:: Exercise set ::
**A.** According to the family office passage, what do young workers expect to be freed from low-value tasks by? List each one.
**B.** From the family office passage, copy out the part that opens with the words containing "It is therefore" and closes with "with proactive consideration.".

━━━ Article ━━━

It’s an exciting time for family offices to reframe potential challenges as competitive advantage. These relatively small organizations are tasked with implementing and working successfully with a huge array of disruptive new technologies. They must address a complex world that demands access to better information, as well as young workers who expect to be freed from low-value tasks by automation, outsourced services and increasingly AI. Leveraging and controlling information means balancing risk and opportunity — AI, for example, promises to deliver extraordinary results, but users quickly realize that managing it requires a deep understanding of its inherent biases and opaque decision-making processes. And as family offices forge new relationships, each one exposes the family to new privacy concerns, and it requires management focus on collaborating with firms that are often vastly larger than their family office clients.
It is therefore no surprise that family office respondents in the Wharton survey say their main priority currently, aside from driving higher investment returns, is managing risk. And when asked about their main risks, they cite information security and cyber risks, reputation management and privacy, and financial fraud and identity theft — all of which are part of the technology risk profile and supported by the back office. They are reflections of how much family offices have evolved in the past few years, as well as how much more that they can achieve with proactive consideration.

━━━ Information given ━━━

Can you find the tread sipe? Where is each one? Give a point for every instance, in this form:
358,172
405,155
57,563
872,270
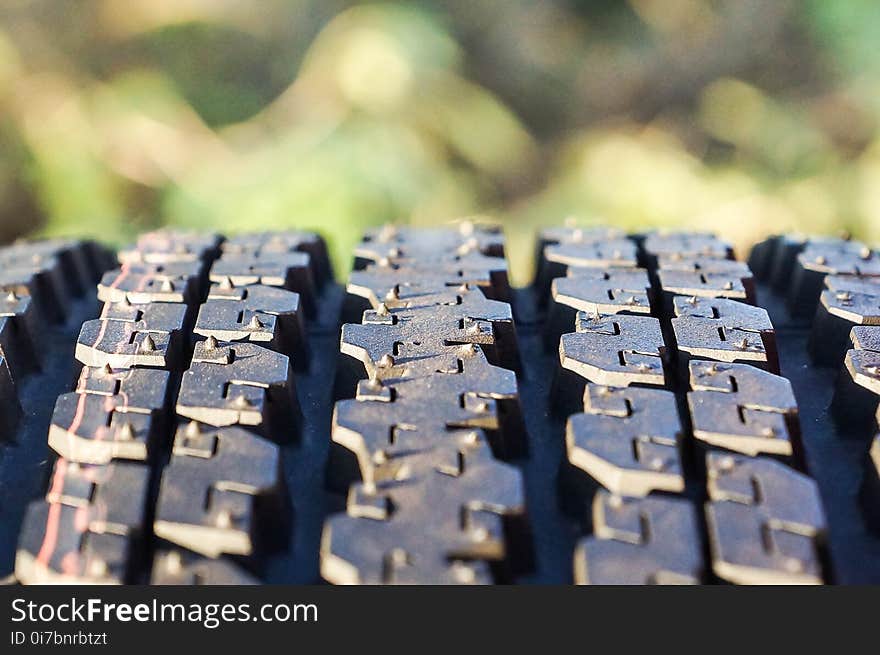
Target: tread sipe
651,410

━━━

:: Written answers ::
**A.**
- automation
- outsourced services
- AI

**B.**
It is therefore no surprise that family office respondents in the Wharton survey say their main priority currently, aside from driving higher investment returns, is managing risk. And when asked about their main risks, they cite information security and cyber risks, reputation management and privacy, and financial fraud and identity theft — all of which are part of the technology risk profile and supported by the back office. They are reflections of how much family offices have evolved in the past few years, as well as how much more that they can achieve with proactive consideration.